### CONSIGNE 1:
Réponds à ces questions sur l'extrait consacré aux micro-algues :
(a) Combien de barils par hectare et par an le soja donne-t-il ?
(b) Avec quoi remplit-on l'enceinte placée sous la surface de l'eau ?
(c) À quoi la photo compare-t-elle la taille des micro-algues ?

### EXTRAIT DU DOCUMENT:
+ + + + +
Voici quelques années,
j'ai entrepris d'essayer de comprendre
s'il y avait une possibilité
de développer des biocarburants
à une échelle qui permettrait vraiment
de concurrencer les combustibles fossiles
sans concurrencer l'agriculture
pour ce qui est de l'eau,
l'engrais ou la terre.
Voici donc ce que j'ai trouvé.
Imaginez qu'on construise
une enceinte et qu'on la mette
sous la surface de l'eau, qu'on la remplisse
d'eaux usées
et d'une certaine forme de micro-algue
qui produit des lipides,
et qu'on la fabrique à partir
d'un matériau souple
qui bouge avec les vagues sous l'eau,
et le système qu'on va construire, bien sûr,
utilisera l'énergie solaire pour cultiver les algues,
elles utilisent le CO2, ce qui est bien,
elles produisent de l'oxygène
au fur et à mesure de leur croissance.
Les algues qui poussent sont dans un conteneur qui
distribue la chaleur vers l'eau environnante,
on peut les récolter
et fabriquer des biocarburants,
des cosmétiques, des engrais
et de la nourriture pour animaux.
Bien sûr, il faudrait le faire sur une grande zone
pour ne pas se soucier des autres parties prenantes
comme les pêcheurs, les bateaux
et ce genre de choses, mais bon,
nous parlons de biocarburants,
et nous savons l'importance d'obtenir potentiellement
un carburant liquide de remplacement.
Pourquoi parlons-nous de micro-algues ?
Vous voyez ici un graphique qui vous montre
les différents types
de cultures envisagées
pour la fabrication de biocarburants,
vous pouvez donc voir des choses comme le soja,
qui donne 3 barils par hectare et par an,
ou le tournesol, le colza,
le jatropha ou la palme, et là,
cette grande barre montre
ce que les micro-algues peuvent apporter.
C'est-à-dire que les micro-algues
représentent entre 120
et 300 barils par hectare et par an,
par rapport aux 3 barils
par hectare et par an du soja.
Alors que sont donc les micro-algues ?
Les micro-algues sont microscopiques,
autrement dit, elles sont extrêmement petites,
comme vous pouvez le voir ici
sur une photo de ces organismes unicellulaires
par rapport à un cheveu humain.
Ces petits organismes sont présents
depuis des millions d'années et il y a des milliers
d'espèces de micro-algues différentes
dans le monde,
dont certaines sont les plantes
à la croissance la plus rapide sur la planète,
et produisent, comme je vous l'ai montré,
vraiment beaucoup de lipides.
+ + + + +
### LIGNES:

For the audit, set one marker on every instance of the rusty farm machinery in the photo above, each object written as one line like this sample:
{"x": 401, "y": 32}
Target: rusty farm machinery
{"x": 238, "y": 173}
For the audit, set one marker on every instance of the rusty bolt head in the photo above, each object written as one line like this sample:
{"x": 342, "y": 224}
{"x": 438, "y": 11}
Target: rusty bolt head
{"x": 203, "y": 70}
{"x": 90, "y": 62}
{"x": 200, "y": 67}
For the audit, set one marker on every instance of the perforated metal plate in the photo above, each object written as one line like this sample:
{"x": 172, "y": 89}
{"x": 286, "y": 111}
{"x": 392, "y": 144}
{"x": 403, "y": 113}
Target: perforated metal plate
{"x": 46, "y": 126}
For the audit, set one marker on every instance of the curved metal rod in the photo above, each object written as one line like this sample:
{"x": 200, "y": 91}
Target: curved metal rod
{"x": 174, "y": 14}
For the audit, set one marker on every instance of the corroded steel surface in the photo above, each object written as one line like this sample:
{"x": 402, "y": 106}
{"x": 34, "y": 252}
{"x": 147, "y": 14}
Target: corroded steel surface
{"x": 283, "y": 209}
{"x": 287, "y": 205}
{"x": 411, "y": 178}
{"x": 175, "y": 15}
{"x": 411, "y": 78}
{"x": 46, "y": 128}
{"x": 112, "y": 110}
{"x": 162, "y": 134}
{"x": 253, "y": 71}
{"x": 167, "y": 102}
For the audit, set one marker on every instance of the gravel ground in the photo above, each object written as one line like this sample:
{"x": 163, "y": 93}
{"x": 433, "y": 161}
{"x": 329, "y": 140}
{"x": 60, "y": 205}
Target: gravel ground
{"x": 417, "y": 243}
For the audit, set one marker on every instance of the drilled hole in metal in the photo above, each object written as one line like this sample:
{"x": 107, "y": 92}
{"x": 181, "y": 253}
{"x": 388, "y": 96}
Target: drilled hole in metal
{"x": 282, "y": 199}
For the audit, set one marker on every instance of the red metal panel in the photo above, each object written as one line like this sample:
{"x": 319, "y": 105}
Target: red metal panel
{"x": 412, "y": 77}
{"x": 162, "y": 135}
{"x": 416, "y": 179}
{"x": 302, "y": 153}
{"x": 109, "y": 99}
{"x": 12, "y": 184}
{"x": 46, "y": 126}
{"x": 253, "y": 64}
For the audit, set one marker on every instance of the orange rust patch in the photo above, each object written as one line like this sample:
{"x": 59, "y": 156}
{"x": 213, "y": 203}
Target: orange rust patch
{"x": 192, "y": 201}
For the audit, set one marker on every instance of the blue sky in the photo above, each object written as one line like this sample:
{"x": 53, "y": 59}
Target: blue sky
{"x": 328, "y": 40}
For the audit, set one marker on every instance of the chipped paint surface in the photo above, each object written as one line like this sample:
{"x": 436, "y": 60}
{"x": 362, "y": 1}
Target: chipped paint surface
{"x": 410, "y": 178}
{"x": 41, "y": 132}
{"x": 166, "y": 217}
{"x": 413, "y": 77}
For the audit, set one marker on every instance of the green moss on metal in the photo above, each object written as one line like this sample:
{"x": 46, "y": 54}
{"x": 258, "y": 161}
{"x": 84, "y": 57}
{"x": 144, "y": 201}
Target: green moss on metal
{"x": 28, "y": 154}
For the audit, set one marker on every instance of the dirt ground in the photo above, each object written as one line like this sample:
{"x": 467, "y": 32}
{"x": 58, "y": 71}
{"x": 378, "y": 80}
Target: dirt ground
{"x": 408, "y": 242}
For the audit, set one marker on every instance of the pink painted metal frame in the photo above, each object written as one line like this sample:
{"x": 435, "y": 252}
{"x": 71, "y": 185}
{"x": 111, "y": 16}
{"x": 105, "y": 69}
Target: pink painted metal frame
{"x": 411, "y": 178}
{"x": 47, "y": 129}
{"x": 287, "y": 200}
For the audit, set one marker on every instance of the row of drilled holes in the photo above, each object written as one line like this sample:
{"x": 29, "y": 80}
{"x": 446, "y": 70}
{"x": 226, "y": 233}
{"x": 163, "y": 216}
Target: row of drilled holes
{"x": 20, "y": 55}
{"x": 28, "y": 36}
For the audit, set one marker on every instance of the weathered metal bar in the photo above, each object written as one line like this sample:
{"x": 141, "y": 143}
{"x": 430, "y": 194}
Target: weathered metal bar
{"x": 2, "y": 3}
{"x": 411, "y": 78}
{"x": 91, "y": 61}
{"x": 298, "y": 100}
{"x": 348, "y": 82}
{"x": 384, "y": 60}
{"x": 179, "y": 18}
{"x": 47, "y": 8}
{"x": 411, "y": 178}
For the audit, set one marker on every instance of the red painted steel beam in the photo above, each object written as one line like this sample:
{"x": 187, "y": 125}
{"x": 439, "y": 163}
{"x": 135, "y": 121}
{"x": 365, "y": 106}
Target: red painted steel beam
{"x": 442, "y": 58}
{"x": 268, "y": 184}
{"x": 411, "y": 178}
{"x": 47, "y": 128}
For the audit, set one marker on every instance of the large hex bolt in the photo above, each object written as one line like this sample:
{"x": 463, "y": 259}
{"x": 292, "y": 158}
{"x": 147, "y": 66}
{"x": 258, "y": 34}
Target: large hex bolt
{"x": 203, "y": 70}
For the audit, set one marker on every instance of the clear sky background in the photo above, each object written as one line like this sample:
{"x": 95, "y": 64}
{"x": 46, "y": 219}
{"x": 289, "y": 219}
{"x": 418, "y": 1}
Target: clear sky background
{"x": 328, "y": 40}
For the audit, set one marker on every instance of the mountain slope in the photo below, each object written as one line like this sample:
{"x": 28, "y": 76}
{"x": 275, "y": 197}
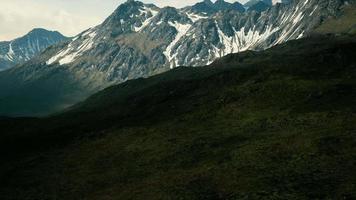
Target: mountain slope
{"x": 276, "y": 124}
{"x": 141, "y": 40}
{"x": 23, "y": 49}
+ + + + +
### CONSIGNE 2:
Compte les lignes de la liste où figure le mot "plate" et donne seulement ce nombre.

### RÉPONSE COMPLÈTE 1:
(a) 3 barils par hectare et par an.
(b) Avec des eaux usées et une certaine forme de micro-algue qui produit des lipides.
(c) À un cheveu humain.

### RÉPONSE COMPLÈTE 2:
2